◆ What is being asked
Reproduce the lines of the material from the line with "every white wall" up to and including the line with "left=156, top=173, right=181, bottom=210", substituting "snug" for every occurrence of "tight". Leave everything else in those lines unchanged.
─── Data to use ───
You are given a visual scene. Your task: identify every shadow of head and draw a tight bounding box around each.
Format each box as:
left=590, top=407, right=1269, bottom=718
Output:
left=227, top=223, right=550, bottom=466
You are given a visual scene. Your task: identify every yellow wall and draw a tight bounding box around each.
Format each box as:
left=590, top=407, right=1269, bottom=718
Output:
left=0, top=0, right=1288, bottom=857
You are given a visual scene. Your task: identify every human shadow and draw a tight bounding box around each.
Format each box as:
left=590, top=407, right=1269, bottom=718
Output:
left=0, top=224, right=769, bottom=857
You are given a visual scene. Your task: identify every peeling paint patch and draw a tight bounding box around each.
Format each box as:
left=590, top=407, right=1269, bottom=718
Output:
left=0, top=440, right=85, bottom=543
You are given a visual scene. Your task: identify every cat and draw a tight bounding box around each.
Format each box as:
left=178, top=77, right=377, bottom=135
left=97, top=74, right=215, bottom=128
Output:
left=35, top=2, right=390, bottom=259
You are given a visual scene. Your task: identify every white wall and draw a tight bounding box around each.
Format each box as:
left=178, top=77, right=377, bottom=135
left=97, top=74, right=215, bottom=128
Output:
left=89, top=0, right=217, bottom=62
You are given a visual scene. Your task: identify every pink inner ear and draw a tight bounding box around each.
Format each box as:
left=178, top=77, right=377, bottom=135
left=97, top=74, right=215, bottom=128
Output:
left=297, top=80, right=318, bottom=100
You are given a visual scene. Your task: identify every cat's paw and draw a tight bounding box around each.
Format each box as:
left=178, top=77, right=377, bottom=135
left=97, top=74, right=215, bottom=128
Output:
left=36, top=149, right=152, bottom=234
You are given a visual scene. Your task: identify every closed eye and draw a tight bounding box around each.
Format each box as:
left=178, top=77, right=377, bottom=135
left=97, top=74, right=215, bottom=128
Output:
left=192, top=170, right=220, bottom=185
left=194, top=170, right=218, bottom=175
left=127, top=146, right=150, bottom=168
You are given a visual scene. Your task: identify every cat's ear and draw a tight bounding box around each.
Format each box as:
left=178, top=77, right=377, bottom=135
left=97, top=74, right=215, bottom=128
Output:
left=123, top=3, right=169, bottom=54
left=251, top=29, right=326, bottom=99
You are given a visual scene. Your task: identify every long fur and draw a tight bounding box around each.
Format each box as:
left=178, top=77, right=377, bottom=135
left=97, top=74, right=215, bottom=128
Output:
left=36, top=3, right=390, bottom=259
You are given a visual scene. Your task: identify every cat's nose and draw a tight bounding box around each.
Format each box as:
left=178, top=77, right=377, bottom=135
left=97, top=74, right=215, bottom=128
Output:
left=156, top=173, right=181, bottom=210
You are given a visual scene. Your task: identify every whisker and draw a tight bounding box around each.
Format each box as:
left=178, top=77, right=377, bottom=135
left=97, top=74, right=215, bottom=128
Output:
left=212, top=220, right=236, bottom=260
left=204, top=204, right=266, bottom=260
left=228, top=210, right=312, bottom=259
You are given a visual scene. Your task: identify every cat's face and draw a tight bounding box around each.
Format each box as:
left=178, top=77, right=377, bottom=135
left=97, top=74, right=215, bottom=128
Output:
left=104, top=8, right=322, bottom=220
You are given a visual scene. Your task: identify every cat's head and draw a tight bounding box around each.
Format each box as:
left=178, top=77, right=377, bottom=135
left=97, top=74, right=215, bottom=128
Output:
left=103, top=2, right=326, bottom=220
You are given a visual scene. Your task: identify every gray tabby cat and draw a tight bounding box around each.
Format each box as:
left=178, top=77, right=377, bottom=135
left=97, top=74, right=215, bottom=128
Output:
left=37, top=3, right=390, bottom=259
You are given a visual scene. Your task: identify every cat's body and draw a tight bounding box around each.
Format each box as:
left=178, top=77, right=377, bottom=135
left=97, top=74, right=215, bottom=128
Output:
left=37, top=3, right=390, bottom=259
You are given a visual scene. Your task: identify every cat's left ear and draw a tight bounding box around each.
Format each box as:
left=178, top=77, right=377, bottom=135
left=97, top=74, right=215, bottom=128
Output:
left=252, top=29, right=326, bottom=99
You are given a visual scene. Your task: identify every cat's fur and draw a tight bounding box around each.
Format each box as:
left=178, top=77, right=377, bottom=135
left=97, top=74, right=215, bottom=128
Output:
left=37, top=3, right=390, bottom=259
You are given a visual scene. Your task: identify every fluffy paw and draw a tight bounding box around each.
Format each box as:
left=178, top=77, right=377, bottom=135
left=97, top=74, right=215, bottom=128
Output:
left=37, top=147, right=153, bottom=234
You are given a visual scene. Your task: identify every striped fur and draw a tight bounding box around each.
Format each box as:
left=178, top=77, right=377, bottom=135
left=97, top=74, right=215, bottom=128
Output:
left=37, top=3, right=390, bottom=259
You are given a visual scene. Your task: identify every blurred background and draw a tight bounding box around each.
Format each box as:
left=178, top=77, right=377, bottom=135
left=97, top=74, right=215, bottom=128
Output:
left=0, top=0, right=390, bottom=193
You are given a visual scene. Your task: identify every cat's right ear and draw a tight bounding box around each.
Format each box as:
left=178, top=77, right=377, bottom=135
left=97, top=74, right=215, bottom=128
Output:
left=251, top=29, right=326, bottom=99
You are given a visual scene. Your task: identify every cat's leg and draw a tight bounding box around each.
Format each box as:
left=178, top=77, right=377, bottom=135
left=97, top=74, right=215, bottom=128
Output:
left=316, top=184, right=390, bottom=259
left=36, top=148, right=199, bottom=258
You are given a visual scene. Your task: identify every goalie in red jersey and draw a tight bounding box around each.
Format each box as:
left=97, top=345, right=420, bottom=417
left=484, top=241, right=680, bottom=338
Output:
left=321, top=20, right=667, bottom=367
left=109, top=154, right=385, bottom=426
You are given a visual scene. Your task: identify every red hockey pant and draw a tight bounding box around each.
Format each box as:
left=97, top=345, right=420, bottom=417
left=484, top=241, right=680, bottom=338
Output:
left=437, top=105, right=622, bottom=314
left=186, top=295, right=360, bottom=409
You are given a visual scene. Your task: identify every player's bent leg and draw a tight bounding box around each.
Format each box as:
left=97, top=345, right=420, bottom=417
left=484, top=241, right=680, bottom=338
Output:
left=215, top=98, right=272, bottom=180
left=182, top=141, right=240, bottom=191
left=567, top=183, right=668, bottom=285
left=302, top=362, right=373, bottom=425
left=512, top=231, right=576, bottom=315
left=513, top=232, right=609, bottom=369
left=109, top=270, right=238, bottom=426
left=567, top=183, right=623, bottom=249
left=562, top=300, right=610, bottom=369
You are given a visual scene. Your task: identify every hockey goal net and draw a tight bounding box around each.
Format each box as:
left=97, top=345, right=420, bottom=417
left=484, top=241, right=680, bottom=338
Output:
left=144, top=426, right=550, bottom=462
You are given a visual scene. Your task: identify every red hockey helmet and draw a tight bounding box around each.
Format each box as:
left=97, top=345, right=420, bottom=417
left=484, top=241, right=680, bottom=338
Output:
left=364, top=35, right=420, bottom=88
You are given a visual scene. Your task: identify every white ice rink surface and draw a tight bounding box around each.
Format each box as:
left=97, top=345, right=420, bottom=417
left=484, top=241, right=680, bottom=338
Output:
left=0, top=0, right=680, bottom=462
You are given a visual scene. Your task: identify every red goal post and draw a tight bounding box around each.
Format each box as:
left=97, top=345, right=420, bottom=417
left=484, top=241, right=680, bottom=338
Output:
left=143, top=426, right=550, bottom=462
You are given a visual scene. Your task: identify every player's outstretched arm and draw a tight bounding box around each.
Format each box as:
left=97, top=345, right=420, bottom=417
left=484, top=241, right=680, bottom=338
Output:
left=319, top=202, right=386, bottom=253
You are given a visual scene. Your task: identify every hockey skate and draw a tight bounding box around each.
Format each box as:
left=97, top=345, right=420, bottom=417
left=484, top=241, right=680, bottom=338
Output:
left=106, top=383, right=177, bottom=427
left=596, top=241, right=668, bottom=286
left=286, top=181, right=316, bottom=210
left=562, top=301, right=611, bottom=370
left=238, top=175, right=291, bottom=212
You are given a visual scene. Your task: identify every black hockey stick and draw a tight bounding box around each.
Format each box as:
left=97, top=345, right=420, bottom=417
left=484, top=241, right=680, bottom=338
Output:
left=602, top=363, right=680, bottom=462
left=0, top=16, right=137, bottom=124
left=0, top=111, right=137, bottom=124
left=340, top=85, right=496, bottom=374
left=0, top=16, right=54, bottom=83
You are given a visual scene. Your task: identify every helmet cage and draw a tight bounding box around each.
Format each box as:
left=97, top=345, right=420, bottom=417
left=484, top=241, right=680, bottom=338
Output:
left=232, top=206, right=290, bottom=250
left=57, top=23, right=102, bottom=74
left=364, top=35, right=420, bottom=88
───
◆ The completed task
You are given a visual scene. Your task: identify every white wall and draw a snug bounding box around each.
Format each box as:
left=178, top=77, right=377, bottom=135
left=97, top=74, right=215, bottom=128
Output:
left=89, top=0, right=217, bottom=62
You are given a visual scene. Your task: identify every pink inner ear and draw a snug bounding box around each.
Format each box as:
left=178, top=77, right=377, bottom=135
left=97, top=74, right=215, bottom=128
Output:
left=297, top=80, right=318, bottom=100
You are given a visual scene. Your task: identify every cat's paw and draw a snug bounding box around each.
Format each box as:
left=178, top=77, right=377, bottom=135
left=97, top=74, right=215, bottom=128
Output:
left=36, top=149, right=152, bottom=234
You are given a visual scene. Your task: identify every closed eye and draw a snug bounding box around each.
Format each box as:
left=178, top=77, right=377, bottom=135
left=97, top=74, right=215, bottom=128
Output:
left=192, top=170, right=220, bottom=185
left=194, top=170, right=218, bottom=175
left=127, top=146, right=150, bottom=168
You are given a visual scene. Your task: identify every cat's ear and draw a snug bounding box around each.
Format each box as:
left=178, top=77, right=377, bottom=135
left=97, top=74, right=215, bottom=128
Output:
left=123, top=3, right=169, bottom=54
left=251, top=29, right=326, bottom=99
You are given a visual scene. Your task: identify every long fur and draw a snug bounding box around each.
Format each box as:
left=178, top=77, right=377, bottom=135
left=97, top=74, right=215, bottom=128
Output:
left=36, top=3, right=390, bottom=259
You are given a visual scene. Your task: identify every cat's nose and draw a snug bounding box around each.
Format each box as:
left=178, top=77, right=377, bottom=135
left=97, top=74, right=215, bottom=128
Output:
left=156, top=173, right=181, bottom=210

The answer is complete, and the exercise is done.